_Short exercise_: Return every line of the items below that contains the string "sculpted".
== Information provided ==
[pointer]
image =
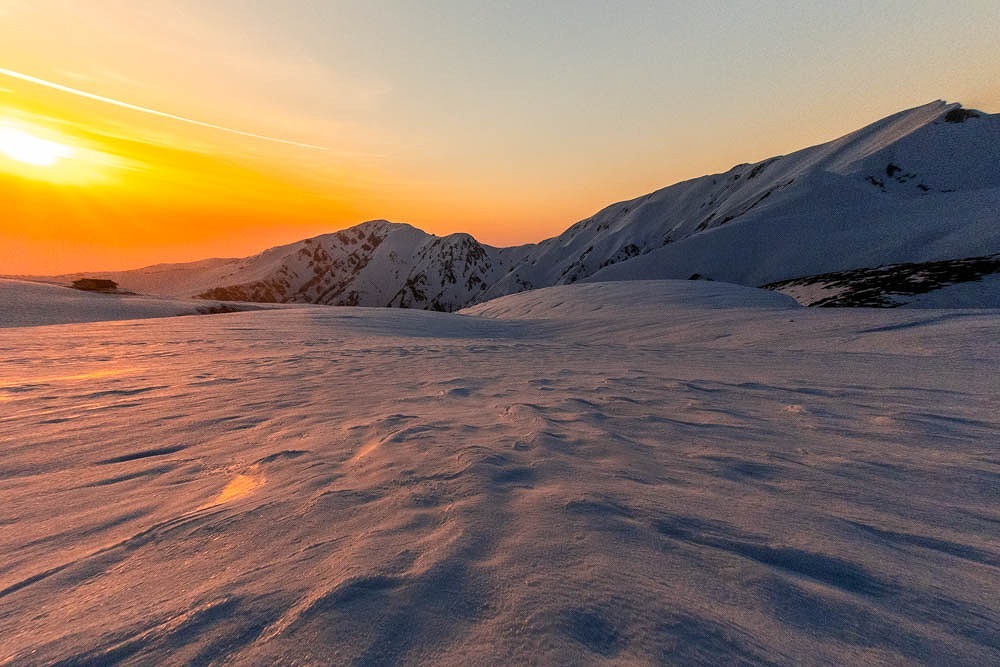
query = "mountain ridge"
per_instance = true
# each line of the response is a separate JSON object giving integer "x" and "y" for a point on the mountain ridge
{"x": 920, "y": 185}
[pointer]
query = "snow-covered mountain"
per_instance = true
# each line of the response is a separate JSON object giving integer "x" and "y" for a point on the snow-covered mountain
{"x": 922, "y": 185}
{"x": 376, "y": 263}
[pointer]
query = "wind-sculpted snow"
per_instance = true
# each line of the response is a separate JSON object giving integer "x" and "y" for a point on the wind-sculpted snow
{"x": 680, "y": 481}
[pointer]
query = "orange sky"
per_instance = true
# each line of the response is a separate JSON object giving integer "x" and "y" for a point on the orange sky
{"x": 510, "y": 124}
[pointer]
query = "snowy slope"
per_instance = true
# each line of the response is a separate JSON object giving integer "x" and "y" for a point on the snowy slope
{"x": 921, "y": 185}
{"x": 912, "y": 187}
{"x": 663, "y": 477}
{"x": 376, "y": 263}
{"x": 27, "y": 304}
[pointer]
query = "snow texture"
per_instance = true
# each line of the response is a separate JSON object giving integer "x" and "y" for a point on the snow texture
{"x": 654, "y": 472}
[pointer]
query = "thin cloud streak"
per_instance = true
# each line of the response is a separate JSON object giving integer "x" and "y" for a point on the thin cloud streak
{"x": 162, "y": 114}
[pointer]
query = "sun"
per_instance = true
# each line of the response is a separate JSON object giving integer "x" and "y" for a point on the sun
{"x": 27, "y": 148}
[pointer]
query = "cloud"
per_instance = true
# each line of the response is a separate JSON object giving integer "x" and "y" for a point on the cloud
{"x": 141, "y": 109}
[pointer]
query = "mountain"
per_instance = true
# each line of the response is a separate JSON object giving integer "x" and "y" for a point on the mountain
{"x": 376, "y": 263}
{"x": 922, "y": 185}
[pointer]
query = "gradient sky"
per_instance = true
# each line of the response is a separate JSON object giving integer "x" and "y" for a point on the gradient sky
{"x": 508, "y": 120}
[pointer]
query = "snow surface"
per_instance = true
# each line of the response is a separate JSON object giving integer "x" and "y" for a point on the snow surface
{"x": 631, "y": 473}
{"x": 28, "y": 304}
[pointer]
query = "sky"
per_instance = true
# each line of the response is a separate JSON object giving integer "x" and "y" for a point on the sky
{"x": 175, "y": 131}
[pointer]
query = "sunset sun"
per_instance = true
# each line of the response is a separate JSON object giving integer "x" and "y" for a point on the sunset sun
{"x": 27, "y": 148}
===
== Information provided ==
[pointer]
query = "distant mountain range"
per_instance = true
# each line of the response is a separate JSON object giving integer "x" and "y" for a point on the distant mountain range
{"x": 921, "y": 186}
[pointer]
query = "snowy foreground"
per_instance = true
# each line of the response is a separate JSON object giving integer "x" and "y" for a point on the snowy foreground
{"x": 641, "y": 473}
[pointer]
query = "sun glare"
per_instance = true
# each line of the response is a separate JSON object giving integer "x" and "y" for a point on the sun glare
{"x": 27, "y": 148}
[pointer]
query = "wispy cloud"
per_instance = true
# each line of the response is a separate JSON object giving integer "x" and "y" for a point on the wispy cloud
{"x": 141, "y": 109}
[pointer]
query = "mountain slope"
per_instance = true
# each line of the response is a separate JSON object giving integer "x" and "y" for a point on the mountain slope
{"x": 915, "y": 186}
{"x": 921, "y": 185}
===
== Information provided ==
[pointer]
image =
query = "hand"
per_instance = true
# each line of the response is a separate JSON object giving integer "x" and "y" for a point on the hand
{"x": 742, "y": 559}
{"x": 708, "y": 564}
===
_Task solution_:
query = "wind-sculpted snow"
# each line of the response is a separate JSON object giving integer "x" and "y" for a point on the wind-sculpted snow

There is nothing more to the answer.